> **Brief**: Copy every line of the listing below that contains the word "through".

> **Given data**:
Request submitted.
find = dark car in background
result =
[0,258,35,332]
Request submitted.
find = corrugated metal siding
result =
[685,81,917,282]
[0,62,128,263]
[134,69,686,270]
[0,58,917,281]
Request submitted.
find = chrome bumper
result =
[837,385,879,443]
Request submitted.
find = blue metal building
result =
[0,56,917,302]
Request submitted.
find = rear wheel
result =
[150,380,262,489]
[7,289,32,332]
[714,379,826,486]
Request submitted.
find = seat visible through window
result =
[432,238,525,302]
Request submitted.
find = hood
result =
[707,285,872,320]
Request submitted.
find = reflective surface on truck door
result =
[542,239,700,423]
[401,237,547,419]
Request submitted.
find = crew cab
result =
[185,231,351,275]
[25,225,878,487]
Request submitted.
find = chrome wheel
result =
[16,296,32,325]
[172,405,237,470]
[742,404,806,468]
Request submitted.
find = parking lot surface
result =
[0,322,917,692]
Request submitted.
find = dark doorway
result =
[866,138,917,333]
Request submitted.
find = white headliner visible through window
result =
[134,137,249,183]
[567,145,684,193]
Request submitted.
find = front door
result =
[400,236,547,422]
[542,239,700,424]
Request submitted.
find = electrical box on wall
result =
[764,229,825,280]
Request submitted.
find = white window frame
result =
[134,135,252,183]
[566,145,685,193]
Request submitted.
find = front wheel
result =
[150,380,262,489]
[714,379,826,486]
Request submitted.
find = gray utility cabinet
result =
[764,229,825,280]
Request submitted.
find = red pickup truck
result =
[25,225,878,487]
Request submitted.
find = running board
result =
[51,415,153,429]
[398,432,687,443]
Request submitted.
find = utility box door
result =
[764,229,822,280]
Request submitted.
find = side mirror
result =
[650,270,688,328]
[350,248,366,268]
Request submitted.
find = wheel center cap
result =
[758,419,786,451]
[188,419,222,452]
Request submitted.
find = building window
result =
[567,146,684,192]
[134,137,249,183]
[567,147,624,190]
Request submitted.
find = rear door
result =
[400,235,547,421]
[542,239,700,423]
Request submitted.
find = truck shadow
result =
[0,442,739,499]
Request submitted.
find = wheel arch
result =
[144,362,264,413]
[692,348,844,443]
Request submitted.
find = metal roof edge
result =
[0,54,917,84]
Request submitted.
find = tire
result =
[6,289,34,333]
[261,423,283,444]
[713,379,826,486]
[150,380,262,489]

---

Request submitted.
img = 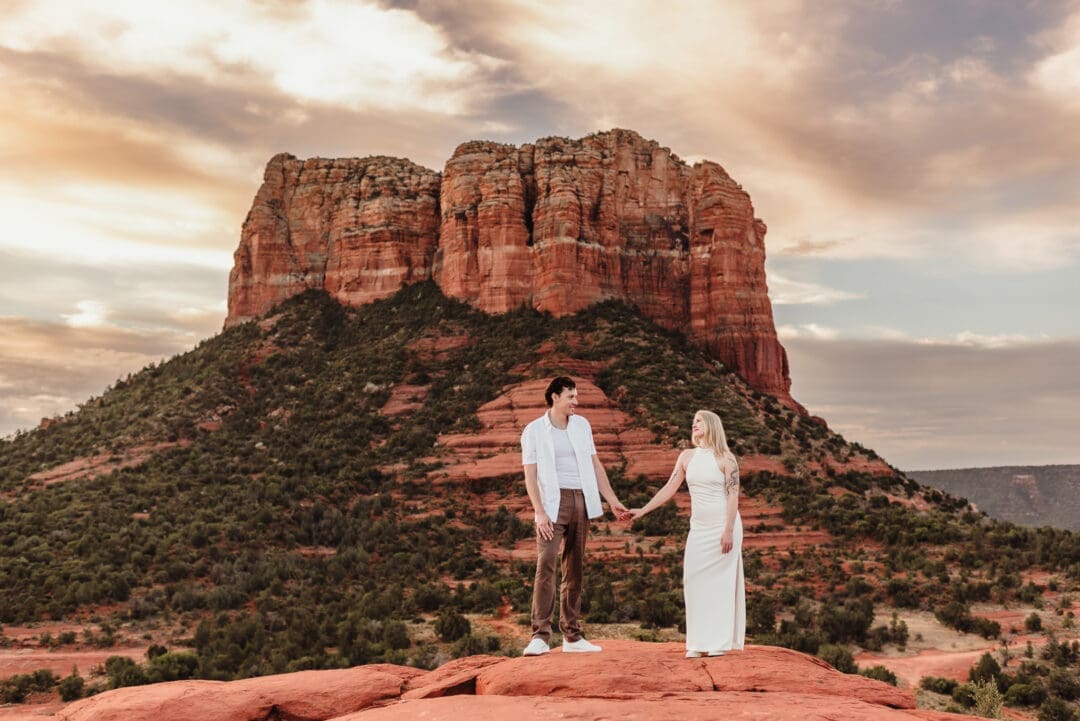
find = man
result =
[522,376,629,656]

> **Written solution**:
find = seat visible through window
find = white headliner visible through window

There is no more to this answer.